>> Start Records supplied

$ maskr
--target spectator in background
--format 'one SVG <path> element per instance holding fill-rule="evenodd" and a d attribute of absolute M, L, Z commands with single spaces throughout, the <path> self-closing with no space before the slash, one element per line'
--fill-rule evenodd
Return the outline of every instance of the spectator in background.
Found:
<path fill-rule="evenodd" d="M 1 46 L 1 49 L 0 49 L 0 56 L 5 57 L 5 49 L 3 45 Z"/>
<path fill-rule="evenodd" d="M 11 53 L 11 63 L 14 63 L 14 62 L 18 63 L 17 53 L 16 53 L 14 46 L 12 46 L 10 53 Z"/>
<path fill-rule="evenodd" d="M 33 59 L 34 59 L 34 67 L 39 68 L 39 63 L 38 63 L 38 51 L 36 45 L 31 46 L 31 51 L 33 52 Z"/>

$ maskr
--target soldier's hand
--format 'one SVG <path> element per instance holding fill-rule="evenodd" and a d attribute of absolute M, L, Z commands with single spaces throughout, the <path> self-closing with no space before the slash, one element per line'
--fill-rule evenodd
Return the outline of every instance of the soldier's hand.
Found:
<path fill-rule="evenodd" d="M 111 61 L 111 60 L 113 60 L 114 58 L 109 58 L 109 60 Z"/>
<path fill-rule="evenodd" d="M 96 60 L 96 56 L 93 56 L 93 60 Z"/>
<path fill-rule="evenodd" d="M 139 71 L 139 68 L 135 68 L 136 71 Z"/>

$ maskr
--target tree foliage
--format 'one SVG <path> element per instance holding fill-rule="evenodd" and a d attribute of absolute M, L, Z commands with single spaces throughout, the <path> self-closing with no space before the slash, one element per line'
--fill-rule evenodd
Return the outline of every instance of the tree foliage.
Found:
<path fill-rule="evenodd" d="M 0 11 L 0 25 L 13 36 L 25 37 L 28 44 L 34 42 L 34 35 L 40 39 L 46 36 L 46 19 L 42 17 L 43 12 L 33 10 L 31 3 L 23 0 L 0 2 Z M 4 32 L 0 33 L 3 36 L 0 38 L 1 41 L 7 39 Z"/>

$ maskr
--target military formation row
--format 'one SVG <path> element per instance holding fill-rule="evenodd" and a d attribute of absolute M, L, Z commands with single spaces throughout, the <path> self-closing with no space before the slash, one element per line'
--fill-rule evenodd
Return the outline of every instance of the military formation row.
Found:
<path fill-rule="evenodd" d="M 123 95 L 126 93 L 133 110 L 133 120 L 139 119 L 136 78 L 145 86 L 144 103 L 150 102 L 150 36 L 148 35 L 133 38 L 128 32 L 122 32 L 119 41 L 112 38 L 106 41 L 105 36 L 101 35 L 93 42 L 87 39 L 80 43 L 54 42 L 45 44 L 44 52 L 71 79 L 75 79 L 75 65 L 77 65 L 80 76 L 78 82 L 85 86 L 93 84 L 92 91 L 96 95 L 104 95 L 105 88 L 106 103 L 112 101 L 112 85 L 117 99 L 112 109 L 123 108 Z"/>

>> End Records supplied

What the task asks:
Copy everything from the start of the records down to the line containing "11 53 L 11 63", renaming "spectator" to "bystander" and keeping all else the same.

Response:
$ maskr
--target bystander in background
--format 'one SVG <path> element per instance holding fill-rule="evenodd" and a d attribute of absolute M, L, Z commands with single spaces throughout, the <path> self-closing with no space before the slash, one element per line'
--fill-rule evenodd
Return the outline of every instance of the bystander in background.
Found:
<path fill-rule="evenodd" d="M 1 46 L 1 49 L 0 49 L 0 56 L 5 57 L 5 49 L 3 45 Z"/>
<path fill-rule="evenodd" d="M 11 53 L 11 63 L 14 63 L 14 62 L 18 63 L 17 53 L 16 53 L 14 46 L 12 46 L 10 53 Z"/>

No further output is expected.